To begin, DeClue admitted at trial that he took over MarCam’s caseload. Further, the Ornelases credibly testified that they paid Millenia for loan modification services. The documentary evidence supports the hearing judge’s findings that DeClue received $2,000 before performing loan modification services. It includes, inter alia: (1) receipts, invoices, and statements from Millenia reflecting the Ornelases’ payments (some of which included amounts carried forward from original MarCam billings and payments); (2) Millenia’s file for the Ornelas matter, which contained a copy of the MarCam representation agreement and a loan modification packet bearing Millenia’s name; and (3) DeClue’s response to OCTC’s investigative letter, in which he admits that he obtained the Ornelases’ case from Spadaro, and that “Millenia Law continued MarCam Law’s efforts to defend the Ornelas property.”

We reject DeClue’s attempt to avoid culpability by shifting responsibility onto his OWA employees. As the sole supervising attorney at Millenia, he owed non-delegable fiduciary duties to each client the firm accepted. That DeClue elected to drastically expand his practice by hiring OWA to staff and manage it did not relieve him of those obligations. (Bernstein v. State Bar (1990) 50 Cal.3d 221, 231 [retained attorney is not personally required to do all work on client matter, but “an attorney who accepts employment necessarily accepts the responsibilities of his trust (citations)”].) DeClue willfully allowed OWA to accept and contract with new clients, handle their matters, and collect fees on his behalf with minimal, if any, supervision. He facilitated Millenia’s failures vis-à-vis the Ornelases and is responsible for them.

By assuming the Ornelases’ MarCam contract, DeClue agreed to provide loan modification services. He then collected fees before performing any service he had agreed to perform, and in fact any service of value, in violation of Section 2944.7. Thus, he is culpable under section 6106.3, subdivision (a).[6]

IV. THE ANDINYAN MATTER (14-O-03093)

___

> **Given task**
Can you transcribe the stretch of the opinion excerpt above from "We reject DeClue’s" through "responsible for them.", word for word?

> **Dataset records**
___

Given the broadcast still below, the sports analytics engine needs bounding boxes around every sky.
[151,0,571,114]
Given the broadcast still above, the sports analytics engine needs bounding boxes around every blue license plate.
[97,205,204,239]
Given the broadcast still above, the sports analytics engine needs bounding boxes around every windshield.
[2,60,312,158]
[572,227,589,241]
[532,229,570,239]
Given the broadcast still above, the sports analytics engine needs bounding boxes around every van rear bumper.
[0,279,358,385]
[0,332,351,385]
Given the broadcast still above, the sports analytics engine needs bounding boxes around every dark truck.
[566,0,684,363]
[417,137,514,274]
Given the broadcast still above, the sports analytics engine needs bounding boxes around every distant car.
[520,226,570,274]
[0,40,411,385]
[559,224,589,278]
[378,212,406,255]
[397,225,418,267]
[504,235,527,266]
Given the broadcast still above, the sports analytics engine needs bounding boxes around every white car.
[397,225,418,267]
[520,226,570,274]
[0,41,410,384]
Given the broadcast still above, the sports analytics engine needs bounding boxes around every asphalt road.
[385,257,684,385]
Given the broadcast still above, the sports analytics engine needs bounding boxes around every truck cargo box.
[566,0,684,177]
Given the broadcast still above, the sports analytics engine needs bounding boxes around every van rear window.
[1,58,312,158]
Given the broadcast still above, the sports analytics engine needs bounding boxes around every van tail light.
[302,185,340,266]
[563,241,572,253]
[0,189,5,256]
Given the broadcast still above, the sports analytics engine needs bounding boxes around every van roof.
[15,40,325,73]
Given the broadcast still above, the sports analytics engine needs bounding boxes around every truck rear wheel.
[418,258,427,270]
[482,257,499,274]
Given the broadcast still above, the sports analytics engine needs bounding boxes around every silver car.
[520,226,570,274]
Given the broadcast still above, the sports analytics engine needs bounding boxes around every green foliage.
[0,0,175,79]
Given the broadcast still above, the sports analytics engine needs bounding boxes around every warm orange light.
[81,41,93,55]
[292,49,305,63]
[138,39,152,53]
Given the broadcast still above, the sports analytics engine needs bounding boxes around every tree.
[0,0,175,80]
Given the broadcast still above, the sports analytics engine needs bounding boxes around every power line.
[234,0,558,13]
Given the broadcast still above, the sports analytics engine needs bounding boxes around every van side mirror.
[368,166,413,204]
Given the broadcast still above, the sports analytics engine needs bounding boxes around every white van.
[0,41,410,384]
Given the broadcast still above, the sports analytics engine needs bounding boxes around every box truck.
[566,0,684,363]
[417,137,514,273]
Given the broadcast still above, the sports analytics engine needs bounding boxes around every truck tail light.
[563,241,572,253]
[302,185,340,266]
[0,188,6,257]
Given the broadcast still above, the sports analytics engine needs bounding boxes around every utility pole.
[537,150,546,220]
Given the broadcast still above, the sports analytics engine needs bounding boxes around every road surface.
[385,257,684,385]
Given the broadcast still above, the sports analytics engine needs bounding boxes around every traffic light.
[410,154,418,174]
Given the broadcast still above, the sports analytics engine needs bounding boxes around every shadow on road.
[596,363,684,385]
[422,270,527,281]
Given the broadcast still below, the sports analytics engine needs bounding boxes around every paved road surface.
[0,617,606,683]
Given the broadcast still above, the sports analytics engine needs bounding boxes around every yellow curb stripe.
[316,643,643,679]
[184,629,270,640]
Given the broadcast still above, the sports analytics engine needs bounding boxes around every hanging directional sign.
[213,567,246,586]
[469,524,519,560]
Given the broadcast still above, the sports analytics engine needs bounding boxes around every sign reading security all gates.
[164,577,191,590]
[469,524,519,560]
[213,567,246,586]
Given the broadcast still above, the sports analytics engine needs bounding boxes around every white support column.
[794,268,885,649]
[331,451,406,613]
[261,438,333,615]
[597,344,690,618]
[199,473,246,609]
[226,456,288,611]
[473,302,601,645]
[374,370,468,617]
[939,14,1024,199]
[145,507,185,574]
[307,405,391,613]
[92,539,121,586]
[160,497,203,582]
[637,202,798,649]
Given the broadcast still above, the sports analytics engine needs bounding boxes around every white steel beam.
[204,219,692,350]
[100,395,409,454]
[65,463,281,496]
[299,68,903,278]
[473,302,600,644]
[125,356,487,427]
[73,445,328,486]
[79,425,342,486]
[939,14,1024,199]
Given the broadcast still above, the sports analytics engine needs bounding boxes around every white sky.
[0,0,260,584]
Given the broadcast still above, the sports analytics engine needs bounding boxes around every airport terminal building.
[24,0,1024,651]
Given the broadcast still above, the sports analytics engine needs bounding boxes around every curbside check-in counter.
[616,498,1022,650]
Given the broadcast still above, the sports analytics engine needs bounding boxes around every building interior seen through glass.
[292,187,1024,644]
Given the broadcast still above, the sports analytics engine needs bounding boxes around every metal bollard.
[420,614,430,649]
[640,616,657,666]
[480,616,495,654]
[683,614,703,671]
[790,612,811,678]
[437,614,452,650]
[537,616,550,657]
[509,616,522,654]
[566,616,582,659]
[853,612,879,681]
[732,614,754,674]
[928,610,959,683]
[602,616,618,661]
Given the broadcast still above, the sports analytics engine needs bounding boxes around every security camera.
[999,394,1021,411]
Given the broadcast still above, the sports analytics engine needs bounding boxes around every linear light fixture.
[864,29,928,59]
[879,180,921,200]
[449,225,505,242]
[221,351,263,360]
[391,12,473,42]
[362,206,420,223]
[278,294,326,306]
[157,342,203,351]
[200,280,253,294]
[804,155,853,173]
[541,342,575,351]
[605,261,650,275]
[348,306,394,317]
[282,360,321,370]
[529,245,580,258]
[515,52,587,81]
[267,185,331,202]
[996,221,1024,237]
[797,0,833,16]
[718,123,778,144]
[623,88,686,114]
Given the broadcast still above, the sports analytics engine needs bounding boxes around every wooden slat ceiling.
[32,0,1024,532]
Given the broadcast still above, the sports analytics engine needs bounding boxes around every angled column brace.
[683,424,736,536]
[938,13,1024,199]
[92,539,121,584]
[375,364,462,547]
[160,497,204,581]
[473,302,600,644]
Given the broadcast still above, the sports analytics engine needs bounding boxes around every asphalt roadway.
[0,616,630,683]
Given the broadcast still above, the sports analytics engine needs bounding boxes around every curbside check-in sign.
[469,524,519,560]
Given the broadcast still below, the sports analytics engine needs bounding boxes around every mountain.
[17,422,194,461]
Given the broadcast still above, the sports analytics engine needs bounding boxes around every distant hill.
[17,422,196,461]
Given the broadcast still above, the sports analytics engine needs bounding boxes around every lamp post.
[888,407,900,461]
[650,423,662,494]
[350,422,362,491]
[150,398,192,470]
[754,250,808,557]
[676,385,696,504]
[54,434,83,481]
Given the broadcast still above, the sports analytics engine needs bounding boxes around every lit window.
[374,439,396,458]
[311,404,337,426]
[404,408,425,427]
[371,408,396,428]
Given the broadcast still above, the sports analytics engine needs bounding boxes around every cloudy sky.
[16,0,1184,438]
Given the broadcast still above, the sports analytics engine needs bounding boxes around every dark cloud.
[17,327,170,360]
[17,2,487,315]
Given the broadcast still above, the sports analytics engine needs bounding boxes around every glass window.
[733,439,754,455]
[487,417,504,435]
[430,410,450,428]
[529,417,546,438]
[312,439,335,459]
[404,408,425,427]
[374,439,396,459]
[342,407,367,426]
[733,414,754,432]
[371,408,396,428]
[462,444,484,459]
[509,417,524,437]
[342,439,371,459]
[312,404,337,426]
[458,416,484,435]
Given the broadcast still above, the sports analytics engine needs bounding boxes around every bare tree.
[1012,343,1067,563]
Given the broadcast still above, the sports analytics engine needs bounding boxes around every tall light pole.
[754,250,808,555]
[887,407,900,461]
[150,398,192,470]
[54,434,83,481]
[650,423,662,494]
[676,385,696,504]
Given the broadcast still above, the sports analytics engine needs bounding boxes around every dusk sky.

___

> **Full solution**
We reject DeClue’s attempt to avoid culpability by shifting responsibility onto his OWA employees. As the sole supervising attorney at Millenia, he owed non-delegable fiduciary duties to each client the firm accepted. That DeClue elected to drastically expand his practice by hiring OWA to staff and manage it did not relieve him of those obligations. (Bernstein v. State Bar (1990) 50 Cal.3d 221, 231 [retained attorney is not personally required to do all work on client matter, but “an attorney who accepts employment necessarily accepts the responsibilities of his trust (citations)”].) DeClue willfully allowed OWA to accept and contract with new clients, handle their matters, and collect fees on his behalf with minimal, if any, supervision. He facilitated Millenia’s failures vis-à-vis the Ornelases and is responsible for them.